Brano proposto
==================================================
Diario di un blogger candidato alla Camera - Day 25


Mancano ormai appena tredici giorni alla fine della campagna elettorale, tra quindici sapremo se "la più grande rimonta della storia politica italiana" si è compiuta o no, quel che è certo è che non si può lasciare Walter Veltroni da solo in questo tentativo che comincia ad apparire come fattibile. Questo fine settimana i blogger di Generazione U, ma credo tutti i blogger in generale, devono affiancarsi alla straordinaria mobilitazione che vuole riportare nei gazebo il popolo delle primarie: noi quelle primarie le abbiamo vissute da protagonisti e ora siamo di nuovo per strada a realizzare quello in cui crediamo, cioè il protagonismo anche di una sola persona, basta che non resti una persona sola. E' la nostra rilettura dell'idea del personalismo applicata in politica, è quello che noi chiamiamo democrazia diretta.
==================================================
Dati registrati
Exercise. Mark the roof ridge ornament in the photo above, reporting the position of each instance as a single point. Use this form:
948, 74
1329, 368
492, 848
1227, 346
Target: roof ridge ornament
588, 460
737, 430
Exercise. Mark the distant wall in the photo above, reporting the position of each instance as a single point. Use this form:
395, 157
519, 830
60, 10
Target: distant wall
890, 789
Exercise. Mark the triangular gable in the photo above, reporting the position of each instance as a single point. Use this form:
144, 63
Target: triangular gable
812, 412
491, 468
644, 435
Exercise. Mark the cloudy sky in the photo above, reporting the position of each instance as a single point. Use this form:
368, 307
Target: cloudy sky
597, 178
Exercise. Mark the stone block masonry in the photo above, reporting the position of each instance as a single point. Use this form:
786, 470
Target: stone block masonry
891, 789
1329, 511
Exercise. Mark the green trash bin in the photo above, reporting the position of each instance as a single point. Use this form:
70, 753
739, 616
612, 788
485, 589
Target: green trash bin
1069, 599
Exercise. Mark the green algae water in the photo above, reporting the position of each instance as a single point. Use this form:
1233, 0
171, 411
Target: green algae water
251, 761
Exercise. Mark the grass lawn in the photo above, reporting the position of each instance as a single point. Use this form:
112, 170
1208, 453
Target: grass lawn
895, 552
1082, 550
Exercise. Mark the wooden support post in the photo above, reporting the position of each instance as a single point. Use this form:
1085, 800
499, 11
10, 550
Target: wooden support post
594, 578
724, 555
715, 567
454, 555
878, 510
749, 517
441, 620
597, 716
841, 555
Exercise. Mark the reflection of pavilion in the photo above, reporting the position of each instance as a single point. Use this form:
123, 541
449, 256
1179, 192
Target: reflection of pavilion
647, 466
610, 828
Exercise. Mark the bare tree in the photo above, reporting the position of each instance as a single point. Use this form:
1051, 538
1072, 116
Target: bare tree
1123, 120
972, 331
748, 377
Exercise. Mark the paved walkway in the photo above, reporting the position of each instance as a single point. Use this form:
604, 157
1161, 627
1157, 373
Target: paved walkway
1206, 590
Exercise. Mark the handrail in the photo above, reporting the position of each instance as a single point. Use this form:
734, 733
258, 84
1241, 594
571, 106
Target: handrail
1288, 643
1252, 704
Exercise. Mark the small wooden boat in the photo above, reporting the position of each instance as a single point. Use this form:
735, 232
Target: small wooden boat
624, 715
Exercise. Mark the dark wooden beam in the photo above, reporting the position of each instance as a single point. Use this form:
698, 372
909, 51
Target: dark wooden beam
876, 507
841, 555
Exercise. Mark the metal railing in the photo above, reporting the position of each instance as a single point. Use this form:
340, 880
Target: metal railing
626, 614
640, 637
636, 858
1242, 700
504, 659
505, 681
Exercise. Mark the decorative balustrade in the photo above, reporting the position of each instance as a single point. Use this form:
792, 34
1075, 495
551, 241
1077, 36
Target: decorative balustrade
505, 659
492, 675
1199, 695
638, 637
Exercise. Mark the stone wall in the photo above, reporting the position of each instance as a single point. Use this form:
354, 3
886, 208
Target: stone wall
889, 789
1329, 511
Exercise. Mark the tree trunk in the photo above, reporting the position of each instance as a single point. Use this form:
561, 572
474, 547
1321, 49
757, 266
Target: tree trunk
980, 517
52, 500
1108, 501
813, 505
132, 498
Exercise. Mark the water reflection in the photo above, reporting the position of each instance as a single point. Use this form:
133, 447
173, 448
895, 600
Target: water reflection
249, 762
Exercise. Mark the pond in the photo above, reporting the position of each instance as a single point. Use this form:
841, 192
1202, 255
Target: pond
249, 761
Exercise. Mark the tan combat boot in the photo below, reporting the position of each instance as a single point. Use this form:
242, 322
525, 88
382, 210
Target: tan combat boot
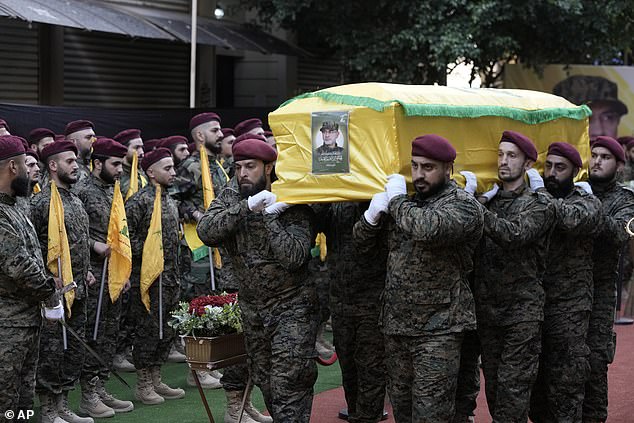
119, 406
144, 391
162, 389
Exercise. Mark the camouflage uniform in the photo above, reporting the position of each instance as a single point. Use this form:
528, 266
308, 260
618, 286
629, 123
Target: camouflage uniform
356, 284
58, 370
23, 284
427, 304
617, 208
97, 198
510, 265
279, 308
558, 393
149, 350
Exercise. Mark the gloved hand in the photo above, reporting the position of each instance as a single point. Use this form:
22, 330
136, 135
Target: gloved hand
261, 200
395, 186
276, 208
584, 186
535, 181
491, 193
377, 206
54, 313
471, 182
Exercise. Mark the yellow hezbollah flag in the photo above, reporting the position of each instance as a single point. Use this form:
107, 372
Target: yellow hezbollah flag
152, 258
120, 261
58, 244
134, 177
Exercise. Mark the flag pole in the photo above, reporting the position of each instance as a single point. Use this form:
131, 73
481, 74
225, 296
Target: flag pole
59, 275
100, 301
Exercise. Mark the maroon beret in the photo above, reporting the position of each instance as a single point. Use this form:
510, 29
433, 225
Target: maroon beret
154, 156
125, 136
78, 125
522, 142
434, 147
56, 148
10, 146
38, 133
107, 147
566, 150
203, 118
246, 125
253, 148
173, 140
227, 131
612, 145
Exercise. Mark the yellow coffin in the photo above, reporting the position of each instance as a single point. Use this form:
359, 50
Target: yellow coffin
379, 121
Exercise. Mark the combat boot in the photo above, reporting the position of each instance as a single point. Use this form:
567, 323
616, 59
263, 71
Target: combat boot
207, 381
119, 406
66, 413
232, 413
48, 409
161, 388
144, 391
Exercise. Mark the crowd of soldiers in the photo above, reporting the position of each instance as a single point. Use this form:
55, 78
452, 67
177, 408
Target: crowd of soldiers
423, 289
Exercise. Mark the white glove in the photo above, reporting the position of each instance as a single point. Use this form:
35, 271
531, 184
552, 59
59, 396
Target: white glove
491, 193
276, 208
584, 186
377, 206
261, 200
471, 182
395, 186
535, 180
55, 313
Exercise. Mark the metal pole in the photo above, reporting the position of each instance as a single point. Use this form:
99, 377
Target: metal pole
100, 301
192, 61
59, 275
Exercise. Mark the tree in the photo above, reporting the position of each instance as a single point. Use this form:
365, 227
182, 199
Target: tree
414, 41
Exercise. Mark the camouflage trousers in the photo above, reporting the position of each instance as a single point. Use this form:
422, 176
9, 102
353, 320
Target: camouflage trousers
601, 340
282, 360
510, 361
19, 349
422, 376
106, 342
469, 375
360, 348
149, 350
58, 369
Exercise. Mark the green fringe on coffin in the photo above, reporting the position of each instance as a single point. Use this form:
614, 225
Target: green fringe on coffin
530, 117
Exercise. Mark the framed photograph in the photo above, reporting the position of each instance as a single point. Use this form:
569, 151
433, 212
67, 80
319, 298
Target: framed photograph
330, 142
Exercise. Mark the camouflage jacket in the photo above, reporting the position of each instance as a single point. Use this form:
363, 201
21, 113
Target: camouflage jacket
24, 283
138, 212
430, 243
189, 186
356, 279
77, 227
269, 253
568, 276
511, 258
97, 198
617, 208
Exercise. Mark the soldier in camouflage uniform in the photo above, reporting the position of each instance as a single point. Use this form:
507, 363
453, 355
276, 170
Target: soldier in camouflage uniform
269, 244
617, 208
24, 283
558, 393
509, 296
150, 352
82, 134
356, 283
427, 304
96, 193
59, 369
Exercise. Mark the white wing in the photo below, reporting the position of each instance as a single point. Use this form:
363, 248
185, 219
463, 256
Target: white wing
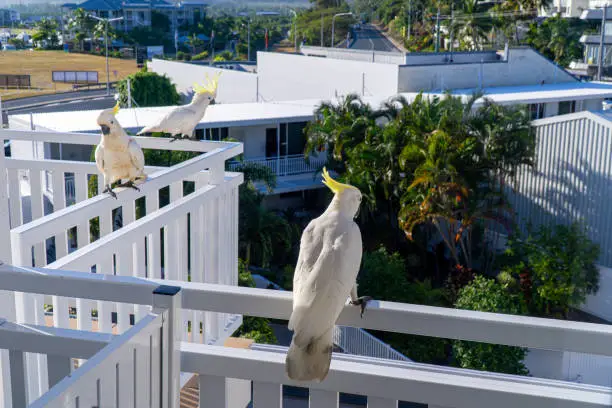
100, 158
136, 155
328, 263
==================================================
Consegne
**a)** Nel diario del blogger candidato alla Camera, con quale nome i blogger definiscono la loro rilettura dell'idea del personalismo applicata in politica?
**b)** Prosegui il diario del blogger candidato alla Camera dall'ultima frase del brano proposto.

Risposte
**a)** Democrazia diretta.

**b)**
Personalmente ho organizzato un tour de force che mi vedrà fare tre iniziative in ventiquattro ore come al solito in parti diverse d'Italia: partirò da Pozzuoli dove è candidato al consiglio comunale una delle colonne di Generazione U in Campania, Francesco Aprovitolo; mi sposterò a Giugliano, in piena terra di monnezza e diossina e camorra, per sostenere la candidatura del grande sindaco Taglialatela e per incontrare Marco Giordano (anche lui candidato alla Camera per il Pd in quota Generazione U) e la splendida Tonia Limatola e tutti i tanti amici che dai blog hanno avviato una storia straordinaria che il 14 ottobre scorso li ha visti protagonisti e oggi sono pienamente parte dirigente del Partito democratico.

Mi sposterò poi a Roma per partecipare alla mobilitazione dei circoli nel mio circolo d'appartenenza, in via dei Giubbonari a poche centinaia di metri da casa mia, dove spero di incontrare i tantissimi che animano una delle sezioni con le radici più profonde della politica nella Capitale, dove al direttivo di circolo abbiamo contribuito all'elezione dei giovanissimo Livio Ricciardelli ed è bello pensare che un ragazzo che va ancora a scuola oggi sia tra le persone che guidano un luogo della politica che ha tanta storia sulle proprie spalle.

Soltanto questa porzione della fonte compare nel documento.